§ ASSIGNMENT
All the records below must be returned exactly as they stand.

§ DATA SUPPLIED
***

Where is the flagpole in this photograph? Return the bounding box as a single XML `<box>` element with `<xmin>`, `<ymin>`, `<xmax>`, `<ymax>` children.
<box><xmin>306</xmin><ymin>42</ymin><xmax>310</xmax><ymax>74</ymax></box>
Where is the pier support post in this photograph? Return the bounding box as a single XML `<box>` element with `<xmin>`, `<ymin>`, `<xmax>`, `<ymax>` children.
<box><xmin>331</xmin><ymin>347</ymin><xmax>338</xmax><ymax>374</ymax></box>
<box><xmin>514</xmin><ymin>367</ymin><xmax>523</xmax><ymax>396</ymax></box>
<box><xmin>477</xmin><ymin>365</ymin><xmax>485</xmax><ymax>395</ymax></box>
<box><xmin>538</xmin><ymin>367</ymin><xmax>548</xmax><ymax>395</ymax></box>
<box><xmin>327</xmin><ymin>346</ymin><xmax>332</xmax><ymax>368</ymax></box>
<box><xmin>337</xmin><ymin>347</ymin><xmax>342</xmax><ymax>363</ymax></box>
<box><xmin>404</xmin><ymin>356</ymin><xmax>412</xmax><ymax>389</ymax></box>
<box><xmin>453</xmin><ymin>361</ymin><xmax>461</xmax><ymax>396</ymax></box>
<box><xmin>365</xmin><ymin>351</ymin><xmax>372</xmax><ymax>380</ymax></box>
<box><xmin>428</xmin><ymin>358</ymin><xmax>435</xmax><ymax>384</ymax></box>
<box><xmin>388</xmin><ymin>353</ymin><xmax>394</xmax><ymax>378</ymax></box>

***

§ RESPONSE AREA
Where is the flagpole in this photograph? Return the bounding box as a single XML `<box>` element with `<xmin>`, `<ymin>`, `<xmax>`, `<ymax>` children.
<box><xmin>306</xmin><ymin>42</ymin><xmax>310</xmax><ymax>74</ymax></box>
Where is the pier support post in this photograph? Return the bounding box as a single XML `<box>` element with `<xmin>`, `<ymin>`, `<xmax>`, `<ymax>` children.
<box><xmin>331</xmin><ymin>347</ymin><xmax>338</xmax><ymax>374</ymax></box>
<box><xmin>514</xmin><ymin>367</ymin><xmax>523</xmax><ymax>396</ymax></box>
<box><xmin>477</xmin><ymin>365</ymin><xmax>485</xmax><ymax>395</ymax></box>
<box><xmin>538</xmin><ymin>367</ymin><xmax>548</xmax><ymax>395</ymax></box>
<box><xmin>327</xmin><ymin>346</ymin><xmax>332</xmax><ymax>368</ymax></box>
<box><xmin>337</xmin><ymin>347</ymin><xmax>342</xmax><ymax>363</ymax></box>
<box><xmin>404</xmin><ymin>356</ymin><xmax>412</xmax><ymax>389</ymax></box>
<box><xmin>453</xmin><ymin>361</ymin><xmax>461</xmax><ymax>396</ymax></box>
<box><xmin>365</xmin><ymin>351</ymin><xmax>372</xmax><ymax>380</ymax></box>
<box><xmin>428</xmin><ymin>358</ymin><xmax>435</xmax><ymax>384</ymax></box>
<box><xmin>388</xmin><ymin>353</ymin><xmax>394</xmax><ymax>378</ymax></box>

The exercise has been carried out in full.